-- Begin DATA FOR THIS TASK --

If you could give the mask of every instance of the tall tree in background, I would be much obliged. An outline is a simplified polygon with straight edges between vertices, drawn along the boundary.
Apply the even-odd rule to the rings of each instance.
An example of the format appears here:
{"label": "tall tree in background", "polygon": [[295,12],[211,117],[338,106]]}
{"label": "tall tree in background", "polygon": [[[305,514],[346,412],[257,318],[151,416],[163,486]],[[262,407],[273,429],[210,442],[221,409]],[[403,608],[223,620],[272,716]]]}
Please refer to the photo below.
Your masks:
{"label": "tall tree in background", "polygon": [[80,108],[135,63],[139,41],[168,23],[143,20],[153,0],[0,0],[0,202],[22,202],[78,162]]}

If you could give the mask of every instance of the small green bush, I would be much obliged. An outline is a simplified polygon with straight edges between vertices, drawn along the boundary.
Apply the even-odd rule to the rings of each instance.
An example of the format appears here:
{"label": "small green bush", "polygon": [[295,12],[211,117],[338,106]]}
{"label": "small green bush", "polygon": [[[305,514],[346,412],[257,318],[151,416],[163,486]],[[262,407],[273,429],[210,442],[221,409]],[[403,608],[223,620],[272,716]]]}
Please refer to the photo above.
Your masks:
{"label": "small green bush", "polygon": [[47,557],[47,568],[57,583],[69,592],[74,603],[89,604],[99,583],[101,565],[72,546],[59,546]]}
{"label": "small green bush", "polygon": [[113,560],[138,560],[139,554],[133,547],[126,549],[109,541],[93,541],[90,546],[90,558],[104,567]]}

-- End DATA FOR THIS TASK --

GIVEN REQUEST:
Starting with the line that contains "of the small" and going on through the end of the records, write those lines out again, switching "even-odd rule" to "nonzero winding rule" and leaving everything else unchanged.

FINISHED EXERCISE:
If you could give the mask of every instance of the small green bush, I would be much obliged. An outline is a simplified polygon with straight edges between vertices, drawn along the boundary.
Apply the nonzero winding rule to the rings of each instance.
An example of the format appears here:
{"label": "small green bush", "polygon": [[295,12],[211,117],[338,106]]}
{"label": "small green bush", "polygon": [[[305,514],[346,412],[257,318],[151,416],[163,486]],[[262,407],[273,429],[210,442],[221,409]],[[403,608],[223,620],[272,716]]]}
Please refer to the photo above.
Your masks:
{"label": "small green bush", "polygon": [[47,557],[47,568],[57,583],[69,592],[74,603],[89,604],[99,583],[101,565],[72,546],[59,546]]}
{"label": "small green bush", "polygon": [[113,560],[138,560],[139,554],[133,547],[126,549],[109,541],[93,541],[90,546],[90,558],[104,567]]}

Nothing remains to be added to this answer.